---------- TEXT TO READ
On the road again

The library’s music collection has been coming in handy lately as I’ve been taking quite a few solo road trips and the music available on the radio has become repetitive when I hear it for hours each week.  I do try to find new stations to listen to as I drive and also rely on CBC for much of my in-car entertainment but some of their content can be a bit ‘unusual’ depending on the time of day. Anna Maria Tremonti can usually be a lock for at least 45 minutes of good listening but recently she was talking to people about the pros and cons of eating human placenta and the producers chose to include audiotape of how it could be prepared on a grill!  I had to turn it off and use my carefully planned WPL road trip music collection instead.

Here is the beauty of using the WPL collection. It contains music for every one of my mercurial moods which can change so quickly depending on the weather – if it is sunny I sometimes feel like a deep dive into the music of my teen years and pull out a wonderful Greatest Hits collection we have from the Cure. If the 401 is rainy then I might feel like singing something a bit less bright but still from the same era and naturally gravitate to Morrissey and the thrill of “What difference does it make” from their self-titled album The Smiths. It’s just lovely stuff for a gloomy day. And I never have a problem with a bit of The Clash. The voice of Mick Jones is not weather dependent. I just grab the jewel case from my pile on the passenger seat, pop it in,  and hit ‘play’.
--------------------
WRITTEN INSTRUCTION: Rewrite the road trip music post from the words "The library’s music" through "music collection instead.", putting "barbecue" in place of "grill".
---------- DATASET EXTRACT
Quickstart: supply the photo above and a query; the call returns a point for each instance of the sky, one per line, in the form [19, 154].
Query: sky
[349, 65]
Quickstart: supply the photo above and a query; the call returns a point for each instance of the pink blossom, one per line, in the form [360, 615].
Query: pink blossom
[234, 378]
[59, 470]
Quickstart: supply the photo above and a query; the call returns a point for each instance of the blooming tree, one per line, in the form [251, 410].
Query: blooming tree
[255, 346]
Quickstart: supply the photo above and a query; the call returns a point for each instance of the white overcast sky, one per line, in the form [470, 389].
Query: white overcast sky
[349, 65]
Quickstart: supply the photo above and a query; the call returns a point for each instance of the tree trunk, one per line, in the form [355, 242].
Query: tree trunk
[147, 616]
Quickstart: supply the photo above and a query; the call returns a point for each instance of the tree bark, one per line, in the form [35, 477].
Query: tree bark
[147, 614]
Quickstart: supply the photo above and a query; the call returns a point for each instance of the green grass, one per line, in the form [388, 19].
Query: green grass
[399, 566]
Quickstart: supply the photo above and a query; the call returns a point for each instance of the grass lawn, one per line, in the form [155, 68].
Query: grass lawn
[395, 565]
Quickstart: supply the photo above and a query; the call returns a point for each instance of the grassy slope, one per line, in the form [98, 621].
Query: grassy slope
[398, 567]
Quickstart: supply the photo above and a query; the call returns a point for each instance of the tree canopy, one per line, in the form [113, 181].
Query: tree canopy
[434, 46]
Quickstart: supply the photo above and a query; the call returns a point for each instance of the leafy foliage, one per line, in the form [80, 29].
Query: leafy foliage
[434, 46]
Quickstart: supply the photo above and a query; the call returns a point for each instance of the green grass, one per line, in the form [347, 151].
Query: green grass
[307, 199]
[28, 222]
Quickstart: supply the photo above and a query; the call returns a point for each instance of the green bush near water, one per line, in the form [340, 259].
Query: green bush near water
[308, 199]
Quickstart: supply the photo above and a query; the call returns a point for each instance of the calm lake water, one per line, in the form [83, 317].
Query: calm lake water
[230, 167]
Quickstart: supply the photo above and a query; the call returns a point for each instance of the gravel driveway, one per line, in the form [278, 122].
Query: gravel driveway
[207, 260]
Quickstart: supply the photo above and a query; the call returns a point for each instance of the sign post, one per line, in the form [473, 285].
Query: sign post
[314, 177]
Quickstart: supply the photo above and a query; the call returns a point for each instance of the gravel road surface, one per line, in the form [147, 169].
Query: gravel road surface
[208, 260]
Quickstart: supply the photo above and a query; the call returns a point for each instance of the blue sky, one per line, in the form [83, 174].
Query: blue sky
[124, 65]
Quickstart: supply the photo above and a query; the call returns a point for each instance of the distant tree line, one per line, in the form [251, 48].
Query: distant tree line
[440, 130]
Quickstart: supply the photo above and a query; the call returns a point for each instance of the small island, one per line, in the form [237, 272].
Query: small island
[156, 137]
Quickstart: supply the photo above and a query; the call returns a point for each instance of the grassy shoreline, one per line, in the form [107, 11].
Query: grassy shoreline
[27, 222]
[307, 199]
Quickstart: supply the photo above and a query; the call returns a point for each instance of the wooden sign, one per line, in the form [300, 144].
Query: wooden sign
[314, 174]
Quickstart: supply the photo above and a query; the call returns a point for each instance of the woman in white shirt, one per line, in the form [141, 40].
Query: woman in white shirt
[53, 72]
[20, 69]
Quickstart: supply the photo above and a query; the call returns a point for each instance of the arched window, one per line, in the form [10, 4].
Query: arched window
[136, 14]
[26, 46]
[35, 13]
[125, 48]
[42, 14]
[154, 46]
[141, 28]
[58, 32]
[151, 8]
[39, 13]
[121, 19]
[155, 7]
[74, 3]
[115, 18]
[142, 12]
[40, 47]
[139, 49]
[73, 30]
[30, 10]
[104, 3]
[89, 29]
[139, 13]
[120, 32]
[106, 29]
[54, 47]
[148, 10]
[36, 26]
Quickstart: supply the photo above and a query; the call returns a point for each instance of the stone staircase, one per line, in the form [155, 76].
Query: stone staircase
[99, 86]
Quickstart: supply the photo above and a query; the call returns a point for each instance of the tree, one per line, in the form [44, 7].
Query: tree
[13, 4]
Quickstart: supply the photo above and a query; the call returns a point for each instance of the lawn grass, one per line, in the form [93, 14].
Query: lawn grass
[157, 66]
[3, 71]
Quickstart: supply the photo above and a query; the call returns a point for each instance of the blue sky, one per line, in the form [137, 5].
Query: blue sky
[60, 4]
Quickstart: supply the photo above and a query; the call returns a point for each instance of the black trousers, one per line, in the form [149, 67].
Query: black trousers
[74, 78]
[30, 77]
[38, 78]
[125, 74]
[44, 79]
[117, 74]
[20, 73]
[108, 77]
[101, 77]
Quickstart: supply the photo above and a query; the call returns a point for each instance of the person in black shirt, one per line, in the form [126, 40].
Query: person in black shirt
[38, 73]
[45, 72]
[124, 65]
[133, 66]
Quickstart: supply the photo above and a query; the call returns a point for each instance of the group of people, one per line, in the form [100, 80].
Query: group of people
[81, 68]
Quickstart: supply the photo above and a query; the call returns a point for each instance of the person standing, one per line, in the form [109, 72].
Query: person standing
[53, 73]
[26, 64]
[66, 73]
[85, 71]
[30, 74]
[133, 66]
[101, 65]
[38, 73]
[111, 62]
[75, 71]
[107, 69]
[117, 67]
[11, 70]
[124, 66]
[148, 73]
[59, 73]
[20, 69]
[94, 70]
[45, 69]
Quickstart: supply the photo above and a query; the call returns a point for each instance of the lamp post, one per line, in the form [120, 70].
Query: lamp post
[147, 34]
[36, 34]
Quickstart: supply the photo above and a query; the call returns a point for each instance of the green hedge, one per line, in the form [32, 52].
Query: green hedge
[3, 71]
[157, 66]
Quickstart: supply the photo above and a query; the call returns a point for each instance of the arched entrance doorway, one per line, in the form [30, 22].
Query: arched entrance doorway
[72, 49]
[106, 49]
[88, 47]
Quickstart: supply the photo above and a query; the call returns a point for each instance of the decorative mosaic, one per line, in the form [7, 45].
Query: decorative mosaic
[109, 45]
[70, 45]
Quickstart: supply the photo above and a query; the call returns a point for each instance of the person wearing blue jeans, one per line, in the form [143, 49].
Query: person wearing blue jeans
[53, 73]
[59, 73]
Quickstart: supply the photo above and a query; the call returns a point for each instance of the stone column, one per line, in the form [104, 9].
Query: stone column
--------------------
RESPONSE TO THE EXERCISE:
The library’s music collection has been coming in handy lately as I’ve been taking quite a few solo road trips and the music available on the radio has become repetitive when I hear it for hours each week.  I do try to find new stations to listen to as I drive and also rely on CBC for much of my in-car entertainment but some of their content can be a bit ‘unusual’ depending on the time of day. Anna Maria Tremonti can usually be a lock for at least 45 minutes of good listening but recently she was talking to people about the pros and cons of eating human placenta and the producers chose to include audiotape of how it could be prepared on a barbecue!  I had to turn it off and use my carefully planned WPL road trip music collection instead.